What you should do: Omit all pictures. Copy the rest of the material exactly.

Data to process:
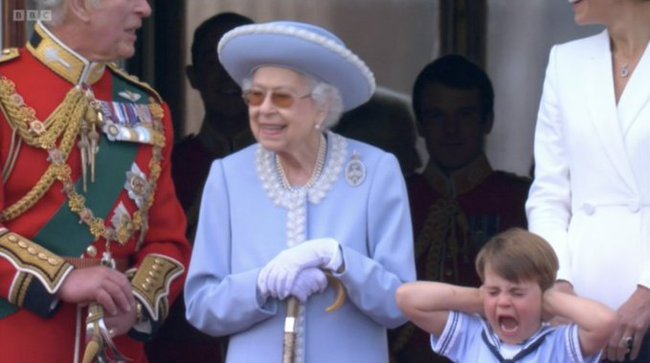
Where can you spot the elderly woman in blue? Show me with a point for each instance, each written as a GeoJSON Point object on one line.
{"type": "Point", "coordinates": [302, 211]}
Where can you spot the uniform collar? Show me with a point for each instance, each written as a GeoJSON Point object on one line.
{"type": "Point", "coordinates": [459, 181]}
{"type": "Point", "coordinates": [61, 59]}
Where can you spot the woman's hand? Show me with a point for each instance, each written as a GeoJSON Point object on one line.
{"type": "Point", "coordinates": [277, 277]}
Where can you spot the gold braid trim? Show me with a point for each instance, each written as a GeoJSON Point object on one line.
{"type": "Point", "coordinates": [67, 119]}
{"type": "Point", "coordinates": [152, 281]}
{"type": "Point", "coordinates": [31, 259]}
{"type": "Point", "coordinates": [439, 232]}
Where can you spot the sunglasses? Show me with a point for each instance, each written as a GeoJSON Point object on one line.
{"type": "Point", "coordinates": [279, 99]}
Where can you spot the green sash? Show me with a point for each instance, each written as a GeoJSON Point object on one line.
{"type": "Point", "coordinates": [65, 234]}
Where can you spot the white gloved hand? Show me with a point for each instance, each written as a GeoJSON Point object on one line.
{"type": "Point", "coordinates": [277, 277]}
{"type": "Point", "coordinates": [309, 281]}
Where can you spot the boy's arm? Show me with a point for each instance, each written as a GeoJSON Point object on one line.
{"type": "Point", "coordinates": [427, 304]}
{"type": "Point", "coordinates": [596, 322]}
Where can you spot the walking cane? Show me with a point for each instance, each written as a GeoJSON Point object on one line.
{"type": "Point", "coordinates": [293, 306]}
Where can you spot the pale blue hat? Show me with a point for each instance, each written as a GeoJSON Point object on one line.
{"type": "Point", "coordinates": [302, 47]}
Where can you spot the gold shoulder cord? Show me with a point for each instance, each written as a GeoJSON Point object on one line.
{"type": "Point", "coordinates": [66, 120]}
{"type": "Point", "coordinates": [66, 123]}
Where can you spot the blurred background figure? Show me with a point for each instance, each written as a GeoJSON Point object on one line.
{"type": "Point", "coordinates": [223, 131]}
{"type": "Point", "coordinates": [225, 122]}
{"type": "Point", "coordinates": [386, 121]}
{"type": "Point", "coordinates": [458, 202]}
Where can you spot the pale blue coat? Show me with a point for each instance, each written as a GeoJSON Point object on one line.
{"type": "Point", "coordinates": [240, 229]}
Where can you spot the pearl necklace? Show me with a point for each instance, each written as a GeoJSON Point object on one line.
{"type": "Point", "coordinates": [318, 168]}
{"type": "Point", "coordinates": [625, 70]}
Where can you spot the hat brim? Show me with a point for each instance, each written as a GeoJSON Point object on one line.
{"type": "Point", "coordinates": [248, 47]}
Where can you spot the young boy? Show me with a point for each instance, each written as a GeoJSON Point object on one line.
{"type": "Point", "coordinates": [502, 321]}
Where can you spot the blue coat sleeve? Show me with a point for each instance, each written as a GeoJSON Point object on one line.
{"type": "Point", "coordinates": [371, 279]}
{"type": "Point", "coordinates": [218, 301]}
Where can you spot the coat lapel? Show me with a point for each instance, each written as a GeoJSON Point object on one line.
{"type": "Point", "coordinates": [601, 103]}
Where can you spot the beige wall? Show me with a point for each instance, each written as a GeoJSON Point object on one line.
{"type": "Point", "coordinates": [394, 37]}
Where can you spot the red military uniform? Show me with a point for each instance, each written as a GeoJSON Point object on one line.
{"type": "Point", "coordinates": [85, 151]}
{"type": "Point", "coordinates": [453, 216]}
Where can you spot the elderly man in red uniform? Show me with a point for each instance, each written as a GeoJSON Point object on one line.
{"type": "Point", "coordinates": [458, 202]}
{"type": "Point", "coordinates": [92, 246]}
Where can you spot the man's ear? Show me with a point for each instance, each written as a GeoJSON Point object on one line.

Solved exercise:
Where can you spot the elderly woman in blue? Show me with a point for each instance, each written as a GeoJSON Point object on one line.
{"type": "Point", "coordinates": [302, 211]}
Where can you spot the uniform collar? Show me with a point for each instance, each written as a GeoJSON Point object on one line.
{"type": "Point", "coordinates": [459, 181]}
{"type": "Point", "coordinates": [61, 59]}
Where can you spot the woman's hand? Show me with a point for each instance, each written as a GeoJSON Point object on one line.
{"type": "Point", "coordinates": [277, 277]}
Where can you spot the gold braid trim? Show me with a point for each instance, each written as a GeoJSON Point object on one line.
{"type": "Point", "coordinates": [67, 119]}
{"type": "Point", "coordinates": [152, 281]}
{"type": "Point", "coordinates": [31, 259]}
{"type": "Point", "coordinates": [439, 232]}
Where can you spot the sunglasses? Show me with a point for each instance, each written as a GeoJSON Point object on one line.
{"type": "Point", "coordinates": [279, 99]}
Where can you spot the green sash? Show me with a point for each instance, each written as a GeoJSON Point object on one line.
{"type": "Point", "coordinates": [65, 234]}
Where can you spot the white gloved hand? Show me with a point for each instance, each written as a GeoJSON Point object on one line.
{"type": "Point", "coordinates": [277, 277]}
{"type": "Point", "coordinates": [309, 281]}
Where can you spot the boy's arm? Show me with a point for each instance, each written as a GeoJSON Point object on one line.
{"type": "Point", "coordinates": [427, 304]}
{"type": "Point", "coordinates": [596, 322]}
Where can you spot the walking cane? Show me with a point for each instance, each written as a GeoJSON Point object on one line.
{"type": "Point", "coordinates": [293, 306]}
Where can you spot the pale blue hat? Show me with a point for each instance, each written as a GeoJSON Point object on one line.
{"type": "Point", "coordinates": [302, 47]}
Where can you spot the gold shoulder cord? Show me with a point for each instance, each written as a GeoJSON Point object on one line.
{"type": "Point", "coordinates": [66, 120]}
{"type": "Point", "coordinates": [66, 123]}
Where can you spot the blurred background figure? Show me with a point for each instance, each written as a GeoJSON Point object on one line.
{"type": "Point", "coordinates": [223, 131]}
{"type": "Point", "coordinates": [225, 122]}
{"type": "Point", "coordinates": [386, 121]}
{"type": "Point", "coordinates": [458, 202]}
Where can you spot the pale blue coat? Show me with a point for each instance, each written as a GeoJSON Point object on one line.
{"type": "Point", "coordinates": [240, 229]}
Where can you spot the pearl necklace? Show me with a point for each instance, each written as a GeoJSON Point object on one line.
{"type": "Point", "coordinates": [318, 168]}
{"type": "Point", "coordinates": [625, 70]}
Where can you spot the hat brim? Show me with a point for each instance, each written as a GeoJSON Point object on one line.
{"type": "Point", "coordinates": [248, 47]}
Where can you spot the young boy? Show me with a point for each instance, each written as a GeoJSON Point object on one line.
{"type": "Point", "coordinates": [502, 321]}
Where can you spot the blue coat sleeve? Show me with a point for each instance, each written as a GeoJSON Point object on one line.
{"type": "Point", "coordinates": [371, 279]}
{"type": "Point", "coordinates": [218, 301]}
Where can you spot the coat lapel? Show me with a point for each instance, each written as a GeoJSON Point object on one line.
{"type": "Point", "coordinates": [601, 103]}
Where can you spot the beige wall? Show me with a point for each instance, each written as a GeoJSON Point object on one line.
{"type": "Point", "coordinates": [394, 37]}
Where can you spot the red military uniform? Show me with a point for each instance, each written as a GeoJSON Point object on one line.
{"type": "Point", "coordinates": [85, 151]}
{"type": "Point", "coordinates": [453, 216]}
Where can you spot the elderly man in red uniform? Show me with a point for each instance, each written as a GeoJSON Point object on one line.
{"type": "Point", "coordinates": [458, 202]}
{"type": "Point", "coordinates": [92, 246]}
Where can you spot the man's ear? Show me with a point for each instance, each written as a GeoJSON Point object on one line.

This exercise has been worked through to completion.